Directions for this task
Repeat every line below exactly, word for word.

Data rows

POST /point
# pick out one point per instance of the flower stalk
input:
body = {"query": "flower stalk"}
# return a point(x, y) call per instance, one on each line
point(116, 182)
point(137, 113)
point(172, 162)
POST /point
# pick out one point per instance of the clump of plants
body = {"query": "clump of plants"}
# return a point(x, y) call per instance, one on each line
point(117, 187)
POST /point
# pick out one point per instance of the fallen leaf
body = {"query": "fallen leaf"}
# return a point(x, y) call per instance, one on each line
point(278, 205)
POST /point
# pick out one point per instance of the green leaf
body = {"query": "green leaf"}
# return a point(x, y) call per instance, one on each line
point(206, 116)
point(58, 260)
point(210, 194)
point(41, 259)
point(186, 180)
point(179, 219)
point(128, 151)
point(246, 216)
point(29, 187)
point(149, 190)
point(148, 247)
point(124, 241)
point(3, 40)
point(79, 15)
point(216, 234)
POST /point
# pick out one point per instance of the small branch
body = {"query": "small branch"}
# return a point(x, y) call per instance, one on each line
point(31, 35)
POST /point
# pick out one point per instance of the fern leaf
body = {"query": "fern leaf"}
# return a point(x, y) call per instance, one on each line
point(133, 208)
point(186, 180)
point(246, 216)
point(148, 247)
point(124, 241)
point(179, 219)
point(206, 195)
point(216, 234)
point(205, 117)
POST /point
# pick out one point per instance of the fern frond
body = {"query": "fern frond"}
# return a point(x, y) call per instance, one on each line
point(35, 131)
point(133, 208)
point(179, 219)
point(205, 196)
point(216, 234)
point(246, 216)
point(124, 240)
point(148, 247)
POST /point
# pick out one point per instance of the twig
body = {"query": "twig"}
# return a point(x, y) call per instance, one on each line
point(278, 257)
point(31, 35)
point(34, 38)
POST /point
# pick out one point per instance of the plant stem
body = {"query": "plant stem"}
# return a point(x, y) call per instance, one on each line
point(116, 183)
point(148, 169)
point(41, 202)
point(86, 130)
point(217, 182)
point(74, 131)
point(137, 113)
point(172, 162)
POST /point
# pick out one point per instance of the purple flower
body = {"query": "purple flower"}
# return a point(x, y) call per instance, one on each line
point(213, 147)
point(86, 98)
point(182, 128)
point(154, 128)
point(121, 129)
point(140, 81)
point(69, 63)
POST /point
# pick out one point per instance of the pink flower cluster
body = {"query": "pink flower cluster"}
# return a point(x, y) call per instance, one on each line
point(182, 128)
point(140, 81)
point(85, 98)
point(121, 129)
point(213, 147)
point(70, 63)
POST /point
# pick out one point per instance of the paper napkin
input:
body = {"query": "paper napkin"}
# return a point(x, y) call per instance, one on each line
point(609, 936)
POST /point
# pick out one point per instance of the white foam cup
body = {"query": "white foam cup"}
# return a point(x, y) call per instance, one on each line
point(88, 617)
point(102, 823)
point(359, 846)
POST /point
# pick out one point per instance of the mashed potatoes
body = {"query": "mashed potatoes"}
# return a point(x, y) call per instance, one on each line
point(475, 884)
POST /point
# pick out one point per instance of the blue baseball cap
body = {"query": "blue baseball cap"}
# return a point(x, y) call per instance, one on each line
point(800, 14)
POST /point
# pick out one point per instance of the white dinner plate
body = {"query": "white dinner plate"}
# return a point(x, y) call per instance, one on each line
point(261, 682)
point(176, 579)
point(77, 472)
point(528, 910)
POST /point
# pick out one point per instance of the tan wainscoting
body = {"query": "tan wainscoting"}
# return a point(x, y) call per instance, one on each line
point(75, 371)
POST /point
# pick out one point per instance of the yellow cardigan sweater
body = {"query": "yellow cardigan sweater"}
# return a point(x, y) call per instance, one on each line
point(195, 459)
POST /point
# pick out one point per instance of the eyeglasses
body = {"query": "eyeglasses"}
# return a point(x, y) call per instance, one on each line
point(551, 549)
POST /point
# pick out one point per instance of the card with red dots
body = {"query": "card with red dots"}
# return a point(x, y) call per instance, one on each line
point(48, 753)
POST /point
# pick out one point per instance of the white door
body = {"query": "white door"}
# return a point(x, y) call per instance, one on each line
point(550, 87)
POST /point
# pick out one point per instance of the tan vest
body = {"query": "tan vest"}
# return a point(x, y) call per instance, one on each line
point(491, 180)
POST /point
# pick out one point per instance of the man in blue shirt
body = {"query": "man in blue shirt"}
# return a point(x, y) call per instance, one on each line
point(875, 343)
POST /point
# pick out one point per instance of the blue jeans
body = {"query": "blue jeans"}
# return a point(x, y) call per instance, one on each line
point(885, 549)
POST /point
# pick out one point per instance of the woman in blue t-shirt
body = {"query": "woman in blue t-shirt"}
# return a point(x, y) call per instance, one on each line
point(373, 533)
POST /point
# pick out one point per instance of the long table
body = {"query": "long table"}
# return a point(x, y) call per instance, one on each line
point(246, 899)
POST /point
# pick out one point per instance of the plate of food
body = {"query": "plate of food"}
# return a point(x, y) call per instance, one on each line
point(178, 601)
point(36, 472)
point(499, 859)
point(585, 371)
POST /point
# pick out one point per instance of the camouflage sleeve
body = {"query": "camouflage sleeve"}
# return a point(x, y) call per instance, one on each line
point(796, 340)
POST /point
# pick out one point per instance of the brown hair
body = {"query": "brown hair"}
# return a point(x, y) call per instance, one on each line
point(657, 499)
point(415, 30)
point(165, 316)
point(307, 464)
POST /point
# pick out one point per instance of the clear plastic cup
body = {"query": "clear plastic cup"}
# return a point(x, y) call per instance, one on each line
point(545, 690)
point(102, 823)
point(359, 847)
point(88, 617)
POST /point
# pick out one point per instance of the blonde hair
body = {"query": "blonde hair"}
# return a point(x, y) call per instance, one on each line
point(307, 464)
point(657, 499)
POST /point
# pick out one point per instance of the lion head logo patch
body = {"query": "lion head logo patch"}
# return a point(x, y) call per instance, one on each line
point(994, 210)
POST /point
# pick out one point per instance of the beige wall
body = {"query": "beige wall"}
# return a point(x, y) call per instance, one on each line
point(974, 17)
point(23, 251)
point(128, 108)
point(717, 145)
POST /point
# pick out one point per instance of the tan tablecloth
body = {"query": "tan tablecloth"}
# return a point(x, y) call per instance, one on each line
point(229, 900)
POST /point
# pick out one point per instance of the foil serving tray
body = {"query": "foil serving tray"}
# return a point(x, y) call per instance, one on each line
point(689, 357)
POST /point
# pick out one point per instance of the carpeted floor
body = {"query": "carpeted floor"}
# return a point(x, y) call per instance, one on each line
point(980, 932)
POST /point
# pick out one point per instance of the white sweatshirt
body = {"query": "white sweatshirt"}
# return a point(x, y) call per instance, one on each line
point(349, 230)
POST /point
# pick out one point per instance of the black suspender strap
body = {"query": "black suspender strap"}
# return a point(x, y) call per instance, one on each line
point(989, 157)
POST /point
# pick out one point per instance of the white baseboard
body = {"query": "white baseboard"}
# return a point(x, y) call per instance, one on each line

Response to this exercise
POST /point
# pick out one point per instance of the flower stalk
input:
body = {"query": "flower stalk"}
# return a point(x, y) call per instance, one on each line
point(116, 182)
point(137, 113)
point(172, 162)
POST /point
# pick out one point per instance of the clump of plants
body = {"query": "clump of plants"}
# return a point(x, y) call per instance, one on each line
point(117, 187)
POST /point
# pick out one point per instance of the fallen leaf
body = {"query": "fallen leaf"}
# return a point(x, y) call per instance, one on each line
point(278, 205)
POST /point
# pick out one point per instance of the green leaf
body = {"query": "green leaf"}
# return a point(x, y) call per instance, one on each line
point(206, 116)
point(58, 260)
point(210, 194)
point(41, 259)
point(186, 180)
point(179, 219)
point(128, 151)
point(246, 216)
point(29, 187)
point(149, 190)
point(148, 247)
point(124, 241)
point(3, 40)
point(79, 15)
point(216, 234)
POST /point
# pick out one point per instance of the small branch
body = {"query": "small branch"}
# return a point(x, y) call per instance, one on each line
point(31, 35)
POST /point
# pick out one point per instance of the fern leaf
body = {"query": "fern leaf"}
# return a point(x, y) call per instance, one on each line
point(133, 208)
point(186, 180)
point(246, 216)
point(148, 247)
point(124, 241)
point(179, 219)
point(206, 195)
point(216, 234)
point(205, 117)
POST /point
# pick out one point per instance of the fern frond
body = {"query": "fern frond"}
# return a point(x, y) call per instance, one on each line
point(35, 131)
point(133, 208)
point(179, 219)
point(205, 196)
point(216, 234)
point(246, 216)
point(124, 240)
point(148, 247)
POST /point
# pick out one point per instance of the twig
body = {"query": "twig"}
# return a point(x, y) call per instance, one on each line
point(278, 257)
point(31, 35)
point(34, 38)
POST /point
# pick out one point per instance of the plant stem
body = {"query": "plant stem"}
# return a point(x, y) call per instance, one on each line
point(116, 183)
point(148, 169)
point(41, 202)
point(86, 130)
point(217, 182)
point(74, 131)
point(137, 113)
point(172, 162)
POST /point
# pick out one point per instance of the purple flower
body = {"query": "purple flower"}
# return a point(x, y) call per instance, one on each line
point(213, 147)
point(86, 98)
point(182, 128)
point(154, 128)
point(121, 129)
point(140, 81)
point(69, 63)
POST /point
# pick out one point per instance of the pink flower cluster
body = {"query": "pink flower cluster"}
# return a point(x, y) call per instance, one on each line
point(182, 128)
point(140, 81)
point(85, 98)
point(121, 129)
point(213, 147)
point(70, 63)
POST /point
# pick out one point per instance of the paper napkin
input:
body = {"query": "paper napkin"}
# return a point(x, y) call per instance, one on each line
point(609, 936)
POST /point
# pick out one point per instance of the white foam cup
body = {"query": "white foam cup"}
# return a point(x, y) call per instance, one on each line
point(88, 617)
point(102, 823)
point(359, 846)
POST /point
# pick out one point per instance of the mashed potatoes
body = {"query": "mashed potatoes"}
# return a point(x, y) call per instance, one on each line
point(475, 884)
POST /point
# pick out one point per instance of the blue baseball cap
body = {"query": "blue baseball cap"}
# return a point(x, y) call per instance, one on each line
point(800, 14)
POST /point
# pick out one point per instance of the white dinner plate
body = {"query": "white dinner plate"}
# return a point(x, y) call per instance, one on each line
point(261, 682)
point(176, 579)
point(77, 472)
point(528, 910)
POST /point
# pick out one point per instance of the tan wainscoting
body = {"query": "tan wainscoting"}
# return a point(x, y) call per instance, one on each line
point(75, 371)
POST /point
# pick out one point per instance of the yellow cardigan sweater
body = {"query": "yellow cardigan sweater"}
# return a point(x, y) call per instance, one on each line
point(195, 459)
POST /point
# pick out one point per instance of the eyeglasses
body = {"query": "eyeglasses"}
# return a point(x, y) call per instance, one on each line
point(551, 549)
POST /point
# pick out one point per instance of the card with red dots
body = {"query": "card with red dots"}
# return a point(x, y) call per instance, one on each line
point(48, 753)
POST /point
# pick out one point per instance of the white door
body = {"query": "white door"}
# return a point(x, y) call per instance, one on each line
point(550, 87)
POST /point
# pick out one point per instance of the tan vest
body = {"query": "tan vest"}
# return a point(x, y) call per instance, one on each line
point(491, 180)
POST /point
# pick out one point per instance of the man in blue shirt
body = {"query": "man in blue shirt"}
# return a point(x, y) call per instance, one on each line
point(875, 343)
POST /point
# pick out one point per instance of the blue jeans
body = {"query": "blue jeans"}
# return a point(x, y) call per instance, one on each line
point(885, 549)
POST /point
# pick out one point per instance of the woman in blue t-shirt
body = {"query": "woman in blue t-shirt"}
# return a point(x, y) call per instance, one on each line
point(373, 533)
POST /point
# pick out one point per instance of the long table
body = {"query": "long table"}
# return a point(x, y) call per instance, one on each line
point(246, 899)
POST /point
# pick out one point per instance of the plate of food
body = {"query": "plate of food"}
# return a point(x, y) call per instance, one on each line
point(178, 601)
point(36, 472)
point(499, 859)
point(585, 371)
POST /point
# pick out one point per instance of the camouflage sleeve
body = {"query": "camouflage sleeve"}
# return a point(x, y) call per instance, one on each line
point(796, 340)
POST /point
# pick out one point per instance of the brown hair
body = {"query": "brown hair"}
# return a point(x, y) call per instance, one on each line
point(657, 499)
point(415, 30)
point(165, 316)
point(307, 464)
POST /point
# pick out one point per instance of the clear plastic cup
body = {"query": "clear plastic cup"}
# return a point(x, y) call per instance, one on each line
point(545, 690)
point(102, 823)
point(359, 847)
point(88, 617)
POST /point
# pick out one point per instance of the blonde hair
body = {"query": "blonde hair"}
# return a point(x, y) call per instance, one on each line
point(307, 464)
point(657, 499)
POST /point
# pick out one point per instance of the lion head logo patch
body = {"query": "lion head logo patch"}
# return a point(x, y) call per instance, one on each line
point(994, 210)
POST /point
# pick out one point per instance of the beige wall
body = {"query": "beige wall"}
# return a point(x, y) call per instance, one on each line
point(974, 17)
point(23, 251)
point(128, 108)
point(717, 145)
POST /point
# pick out one point per instance of the tan tablecloth
body = {"query": "tan tablecloth"}
# return a point(x, y) call per instance, one on each line
point(229, 900)
POST /point
# pick out one point per instance of the foil serving tray
body = {"query": "foil serving tray"}
# return a point(x, y) call per instance, one on each line
point(689, 357)
POST /point
# pick out one point per instance of the carpeted floor
body = {"query": "carpeted floor"}
# return a point(x, y) call per instance, one on each line
point(980, 932)
POST /point
# pick out one point per instance of the white sweatshirt
body = {"query": "white sweatshirt"}
# return a point(x, y) call per instance, one on each line
point(349, 230)
POST /point
# pick out one point per instance of the black suspender strap
body = {"query": "black suspender strap"}
# return a point(x, y) call per instance, one on each line
point(989, 157)
POST /point
# pick out one point per instance of the white baseboard
body = {"query": "white baseboard"}
# return a point(x, y) call per instance, one on each line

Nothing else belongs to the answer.